WHAT YOU SHOULD DO: List every line in the records below that contains the string "green". Treat uppercase and lowercase as different.

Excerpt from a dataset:

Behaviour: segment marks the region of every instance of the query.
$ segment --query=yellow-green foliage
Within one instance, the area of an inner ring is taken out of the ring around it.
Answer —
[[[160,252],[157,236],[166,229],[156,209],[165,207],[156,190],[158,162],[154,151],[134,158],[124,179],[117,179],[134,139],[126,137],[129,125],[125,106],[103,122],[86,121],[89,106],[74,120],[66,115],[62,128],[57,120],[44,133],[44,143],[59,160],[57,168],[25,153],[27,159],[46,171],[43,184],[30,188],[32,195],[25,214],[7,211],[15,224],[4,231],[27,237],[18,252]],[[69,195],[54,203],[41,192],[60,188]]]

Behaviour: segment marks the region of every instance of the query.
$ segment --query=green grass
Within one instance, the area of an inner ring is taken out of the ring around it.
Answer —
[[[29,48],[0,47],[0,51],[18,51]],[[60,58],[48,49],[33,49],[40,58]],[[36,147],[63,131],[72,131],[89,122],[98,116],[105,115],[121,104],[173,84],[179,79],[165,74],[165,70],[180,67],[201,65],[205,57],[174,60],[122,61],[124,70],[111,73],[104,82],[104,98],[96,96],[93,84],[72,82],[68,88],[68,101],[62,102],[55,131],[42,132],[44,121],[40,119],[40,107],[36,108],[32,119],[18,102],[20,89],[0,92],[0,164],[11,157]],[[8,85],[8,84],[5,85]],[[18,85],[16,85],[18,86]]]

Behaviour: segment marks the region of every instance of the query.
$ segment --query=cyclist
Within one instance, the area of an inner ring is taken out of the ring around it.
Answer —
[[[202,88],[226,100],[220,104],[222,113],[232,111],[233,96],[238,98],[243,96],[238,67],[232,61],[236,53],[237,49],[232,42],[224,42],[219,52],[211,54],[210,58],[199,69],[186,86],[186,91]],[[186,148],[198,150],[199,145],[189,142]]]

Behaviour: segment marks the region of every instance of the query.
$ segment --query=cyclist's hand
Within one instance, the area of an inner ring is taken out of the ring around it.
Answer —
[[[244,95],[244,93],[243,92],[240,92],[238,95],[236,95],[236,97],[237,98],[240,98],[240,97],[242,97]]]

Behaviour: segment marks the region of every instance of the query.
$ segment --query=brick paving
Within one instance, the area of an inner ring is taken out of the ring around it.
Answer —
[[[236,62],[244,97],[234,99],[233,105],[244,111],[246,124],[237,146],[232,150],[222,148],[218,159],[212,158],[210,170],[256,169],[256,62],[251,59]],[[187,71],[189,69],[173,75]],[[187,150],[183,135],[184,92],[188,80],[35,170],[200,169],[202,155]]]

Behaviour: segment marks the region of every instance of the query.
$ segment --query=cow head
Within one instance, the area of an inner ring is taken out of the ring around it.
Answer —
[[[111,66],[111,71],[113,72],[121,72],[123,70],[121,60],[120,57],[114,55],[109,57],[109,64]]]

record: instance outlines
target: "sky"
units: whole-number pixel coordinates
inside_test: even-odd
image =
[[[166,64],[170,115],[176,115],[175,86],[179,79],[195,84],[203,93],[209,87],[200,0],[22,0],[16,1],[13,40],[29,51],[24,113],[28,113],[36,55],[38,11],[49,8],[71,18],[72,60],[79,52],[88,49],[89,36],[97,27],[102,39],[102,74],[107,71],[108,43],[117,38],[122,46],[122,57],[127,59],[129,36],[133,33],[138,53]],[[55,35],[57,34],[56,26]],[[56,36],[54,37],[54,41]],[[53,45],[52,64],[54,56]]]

RESPONSE:
$ segment --query=yellow-green foliage
$ segment --query=green grass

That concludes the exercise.